Goal: Shift every coordinate in the answers up by 21 and write out the rows below again with their requests, starting at the line containing "the green sticker" and ending at the line containing "[[278, 142]]".

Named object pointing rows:

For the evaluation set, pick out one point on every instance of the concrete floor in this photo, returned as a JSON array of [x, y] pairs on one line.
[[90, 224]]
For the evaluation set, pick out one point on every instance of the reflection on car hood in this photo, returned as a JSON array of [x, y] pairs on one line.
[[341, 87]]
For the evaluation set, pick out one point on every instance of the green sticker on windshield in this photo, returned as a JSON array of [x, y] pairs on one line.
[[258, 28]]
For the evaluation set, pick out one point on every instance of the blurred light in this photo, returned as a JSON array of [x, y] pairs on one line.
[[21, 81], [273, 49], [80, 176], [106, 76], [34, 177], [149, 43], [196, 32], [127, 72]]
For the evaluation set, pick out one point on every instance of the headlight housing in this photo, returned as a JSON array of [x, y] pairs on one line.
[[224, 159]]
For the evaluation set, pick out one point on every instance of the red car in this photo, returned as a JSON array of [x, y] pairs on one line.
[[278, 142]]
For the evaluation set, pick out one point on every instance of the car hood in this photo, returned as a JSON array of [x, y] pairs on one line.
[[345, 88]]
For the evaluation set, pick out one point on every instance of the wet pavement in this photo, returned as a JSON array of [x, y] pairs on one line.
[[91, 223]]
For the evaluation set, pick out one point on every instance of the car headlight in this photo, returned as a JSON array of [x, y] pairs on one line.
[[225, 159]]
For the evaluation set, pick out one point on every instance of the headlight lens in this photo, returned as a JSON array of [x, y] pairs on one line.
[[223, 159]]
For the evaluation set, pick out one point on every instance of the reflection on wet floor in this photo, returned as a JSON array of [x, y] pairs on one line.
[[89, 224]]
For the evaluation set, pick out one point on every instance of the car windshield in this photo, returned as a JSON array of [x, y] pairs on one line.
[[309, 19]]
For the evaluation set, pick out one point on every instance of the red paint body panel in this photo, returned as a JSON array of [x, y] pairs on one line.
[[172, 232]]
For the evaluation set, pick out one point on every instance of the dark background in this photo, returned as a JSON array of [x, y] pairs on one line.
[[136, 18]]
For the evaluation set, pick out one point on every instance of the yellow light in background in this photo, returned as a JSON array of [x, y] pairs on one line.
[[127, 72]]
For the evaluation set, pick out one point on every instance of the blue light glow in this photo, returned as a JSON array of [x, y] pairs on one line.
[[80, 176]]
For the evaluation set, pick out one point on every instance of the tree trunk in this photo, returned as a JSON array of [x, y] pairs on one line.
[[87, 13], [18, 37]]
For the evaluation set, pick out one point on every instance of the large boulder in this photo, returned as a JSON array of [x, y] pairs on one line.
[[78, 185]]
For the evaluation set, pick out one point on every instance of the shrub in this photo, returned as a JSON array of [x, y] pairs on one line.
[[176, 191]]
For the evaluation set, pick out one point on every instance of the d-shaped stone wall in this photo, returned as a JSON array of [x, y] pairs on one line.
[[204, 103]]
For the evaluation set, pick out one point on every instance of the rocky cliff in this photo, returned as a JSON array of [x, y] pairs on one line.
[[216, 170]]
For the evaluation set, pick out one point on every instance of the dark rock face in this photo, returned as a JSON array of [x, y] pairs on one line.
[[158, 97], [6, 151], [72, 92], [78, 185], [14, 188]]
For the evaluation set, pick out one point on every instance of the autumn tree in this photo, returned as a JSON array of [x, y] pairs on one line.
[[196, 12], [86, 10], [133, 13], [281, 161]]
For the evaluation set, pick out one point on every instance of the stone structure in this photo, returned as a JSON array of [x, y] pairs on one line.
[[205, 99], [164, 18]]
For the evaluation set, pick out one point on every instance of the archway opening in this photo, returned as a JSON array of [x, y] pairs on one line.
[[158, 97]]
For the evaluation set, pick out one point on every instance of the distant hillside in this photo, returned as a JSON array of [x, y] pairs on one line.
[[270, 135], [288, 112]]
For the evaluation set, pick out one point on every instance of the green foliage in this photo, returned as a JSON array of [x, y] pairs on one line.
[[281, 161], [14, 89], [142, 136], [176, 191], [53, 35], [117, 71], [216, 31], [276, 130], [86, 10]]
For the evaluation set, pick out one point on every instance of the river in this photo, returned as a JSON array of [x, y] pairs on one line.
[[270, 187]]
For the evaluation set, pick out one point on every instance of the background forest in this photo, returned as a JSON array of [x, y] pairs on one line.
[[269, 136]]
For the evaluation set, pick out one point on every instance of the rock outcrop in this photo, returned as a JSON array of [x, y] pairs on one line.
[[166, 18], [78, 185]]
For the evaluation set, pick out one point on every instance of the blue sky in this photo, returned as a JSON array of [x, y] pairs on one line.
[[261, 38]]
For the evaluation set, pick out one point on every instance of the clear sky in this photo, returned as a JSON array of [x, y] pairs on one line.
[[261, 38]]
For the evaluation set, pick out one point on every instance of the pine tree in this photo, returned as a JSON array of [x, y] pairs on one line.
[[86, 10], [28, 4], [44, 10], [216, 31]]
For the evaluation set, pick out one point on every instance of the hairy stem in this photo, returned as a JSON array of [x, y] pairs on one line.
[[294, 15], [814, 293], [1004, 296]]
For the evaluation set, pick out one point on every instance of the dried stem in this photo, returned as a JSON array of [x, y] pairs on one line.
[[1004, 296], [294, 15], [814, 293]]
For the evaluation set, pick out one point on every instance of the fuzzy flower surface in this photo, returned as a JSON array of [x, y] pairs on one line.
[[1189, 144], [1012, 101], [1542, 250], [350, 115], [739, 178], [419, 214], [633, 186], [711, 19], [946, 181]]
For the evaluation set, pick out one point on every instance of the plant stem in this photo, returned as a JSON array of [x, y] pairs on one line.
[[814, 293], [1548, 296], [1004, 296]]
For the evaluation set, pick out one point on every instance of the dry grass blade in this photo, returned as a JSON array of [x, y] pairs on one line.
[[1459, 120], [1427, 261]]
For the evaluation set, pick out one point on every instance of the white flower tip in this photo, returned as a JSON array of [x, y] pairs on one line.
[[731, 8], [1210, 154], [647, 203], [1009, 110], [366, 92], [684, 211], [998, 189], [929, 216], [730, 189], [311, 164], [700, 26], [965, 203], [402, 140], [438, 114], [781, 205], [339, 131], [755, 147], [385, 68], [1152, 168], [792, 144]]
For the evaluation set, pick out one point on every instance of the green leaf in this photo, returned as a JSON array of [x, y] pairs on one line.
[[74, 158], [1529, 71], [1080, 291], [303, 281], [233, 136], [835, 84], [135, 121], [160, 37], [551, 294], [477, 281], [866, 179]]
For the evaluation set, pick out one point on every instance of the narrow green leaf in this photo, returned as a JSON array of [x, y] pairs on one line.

Finished exercise:
For the evaluation set, pick out one point on every instance of the green sticker on windshield in this photo, returned as a JSON array of [x, y] pairs on one line.
[[279, 49]]
For the evaluation set, pick out one point on every instance of the blurred light in this photo, returned as a JSON array of [x, y] pairs on one line.
[[42, 102], [294, 70], [101, 197], [127, 97], [55, 198], [170, 64], [217, 53], [148, 93]]
For the evaluation set, pick out one point on every instance of the headlight housing in this photo, returned as a JSON array of [x, y] pairs on one line.
[[245, 180]]
For the evaluation set, pick out one point on every instance of the red car in this photo, returned as a JSON array of [x, y] pairs on one line.
[[299, 163]]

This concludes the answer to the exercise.